La familiarité ressentie alors n’est peut-être pas dans les lieux en eux-mêmes mais dans cet univers, cette atmosphère, que Sallis a su créer au fil de ses romans. Un univers qui cherche à capter le nôtre.

Les grandes idées, voilà ce qu’on nous apprend à l’école. Que ce sont les grandes idées qui font avancer l’humanité. En vieillissant, tu te rends compte qu’aucune nation n’a été formée, ni aucune guerre livrée au nom de grandes idées, tout ça n’arrive que parce que les gens ne veulent pas que les choses changent.

Comme pour la première aventure du Chauffeur, c’est un roman court qu’a commis James Sallis. Un roman court et rythmé de chapitres qui le sont tout autant.

● Données enregistrées
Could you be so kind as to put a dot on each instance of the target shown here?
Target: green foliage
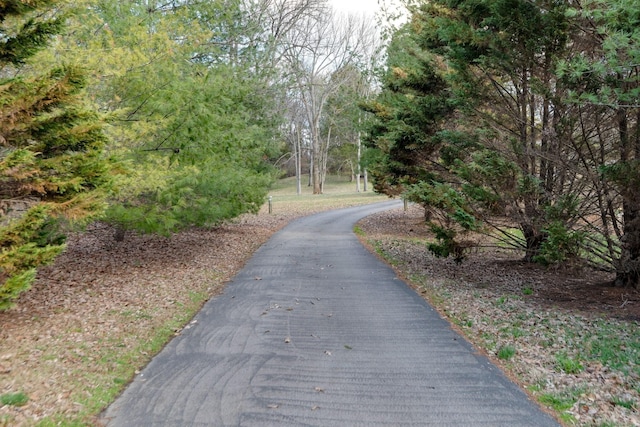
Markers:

● Consigne
Dans le texte source, remplacez « grandes idées » par « belles paroles » et recopiez le passage compris entre « Les grandes idées, voilà » et « les choses changent. », bornes incluses.

● Corrigé
Les belles paroles, voilà ce qu’on nous apprend à l’école. Que ce sont les belles paroles qui font avancer l’humanité. En vieillissant, tu te rends compte qu’aucune nation n’a été formée, ni aucune guerre livrée au nom de belles paroles, tout ça n’arrive que parce que les gens ne veulent pas que les choses changent.